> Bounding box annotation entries
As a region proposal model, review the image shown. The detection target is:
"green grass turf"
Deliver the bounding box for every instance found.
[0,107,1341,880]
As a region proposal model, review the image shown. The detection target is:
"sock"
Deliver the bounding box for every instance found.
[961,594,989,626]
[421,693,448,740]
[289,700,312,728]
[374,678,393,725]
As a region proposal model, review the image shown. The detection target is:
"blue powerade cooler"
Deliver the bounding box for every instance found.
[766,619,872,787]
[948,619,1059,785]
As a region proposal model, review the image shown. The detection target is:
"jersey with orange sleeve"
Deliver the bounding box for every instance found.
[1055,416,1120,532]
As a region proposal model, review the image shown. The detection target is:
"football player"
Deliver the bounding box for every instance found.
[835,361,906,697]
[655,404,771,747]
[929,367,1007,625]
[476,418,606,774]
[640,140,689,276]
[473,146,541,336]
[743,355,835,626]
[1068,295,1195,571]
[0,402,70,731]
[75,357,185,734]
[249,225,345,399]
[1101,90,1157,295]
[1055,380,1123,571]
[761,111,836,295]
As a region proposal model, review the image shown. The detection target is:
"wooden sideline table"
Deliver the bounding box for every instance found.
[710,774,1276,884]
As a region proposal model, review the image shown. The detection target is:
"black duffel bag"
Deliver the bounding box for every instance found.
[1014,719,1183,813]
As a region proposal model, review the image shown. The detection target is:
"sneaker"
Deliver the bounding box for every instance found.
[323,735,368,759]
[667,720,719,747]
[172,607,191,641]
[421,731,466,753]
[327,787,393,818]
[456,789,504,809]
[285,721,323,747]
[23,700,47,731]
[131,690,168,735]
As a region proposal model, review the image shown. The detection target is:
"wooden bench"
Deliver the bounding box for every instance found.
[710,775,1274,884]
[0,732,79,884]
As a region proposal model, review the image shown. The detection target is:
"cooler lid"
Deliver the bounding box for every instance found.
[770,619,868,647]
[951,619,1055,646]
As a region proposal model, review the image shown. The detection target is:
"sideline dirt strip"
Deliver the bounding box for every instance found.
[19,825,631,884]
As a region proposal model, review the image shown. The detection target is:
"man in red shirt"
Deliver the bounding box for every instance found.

> Exercise goal
Place every line of the rows above into a JSON list of strings, one string per line, omitting any blank lines.

> Answer to the exercise
[
  "As a region proposal model, review the image shown. The detection target is:",
  "\"green grass turf\"",
  "Deliver the bounding box for every instance found.",
  "[0,107,1341,880]",
  "As a region proposal model, review the image shown. The detection target is:",
  "\"sock\"",
  "Deliver the bounding box for every instance found.",
  "[961,594,989,626]",
  "[421,693,448,740]",
  "[289,700,312,728]",
  "[374,678,393,725]",
  "As a region proposal model, review the image shown. The detection target is:",
  "\"blue powerade cooler\"",
  "Deliver the bounding box for every instance found.",
  "[766,619,872,787]",
  "[948,619,1059,785]",
  "As a region proposal model, review the image shown. The detection target is:",
  "\"jersey with orange sleeve\"",
  "Deliver the bounding box for every instance found.",
  "[1055,416,1120,532]",
  "As a region proposal model, review the image shown. The detection target is:",
  "\"football player\"",
  "Deliver the bounding box for every instance found.",
  "[835,361,906,697]",
  "[655,404,771,747]",
  "[929,367,1007,625]",
  "[476,418,606,774]",
  "[640,140,689,276]",
  "[473,146,541,336]",
  "[743,355,835,626]",
  "[1068,295,1195,571]",
  "[0,402,70,731]",
  "[75,357,185,734]",
  "[249,225,345,399]",
  "[1101,90,1157,295]",
  "[1055,380,1123,571]",
  "[761,111,836,295]",
  "As a region proposal model, review the image shown. The detection target is:",
  "\"wooden sideline table\"",
  "Deliver the bounding box for every instance found.",
  "[710,774,1276,884]",
  "As a region proposal model, review the image shown. The detection target is:",
  "\"black duffel bag\"",
  "Deliver the bounding box for every instance found.",
  "[1014,719,1183,813]",
  "As a region proposal model, review the image shown. The detection target is:",
  "\"sneaker\"",
  "Deliver the bounding box for every instance found.",
  "[323,735,368,759]",
  "[667,720,719,747]",
  "[172,607,191,641]",
  "[421,731,466,753]",
  "[327,787,393,818]",
  "[456,789,504,809]",
  "[285,721,323,747]",
  "[23,700,47,731]",
  "[131,690,168,735]",
  "As a region proposal model, review the image shown. The detection target is:",
  "\"wooden bench\"",
  "Deliver the bounding box for every instance found.",
  "[710,775,1274,884]",
  "[0,732,79,884]",
  "As a region proposal model, review the image shown. The detection target is:",
  "\"cooler lid\"",
  "Deliver the bounding box for every instance found.",
  "[770,619,868,647]",
  "[951,619,1055,646]",
  "As a region proposal model, review the image shown. The detection target is:",
  "\"sideline dirt strip\"",
  "Deliver the bounding box for every instance found.",
  "[19,825,631,884]",
  "As a region proposal model, review the image shown. The detection target is:",
  "\"man in red shirt\"",
  "Deliver the bounding box for every instance found."
]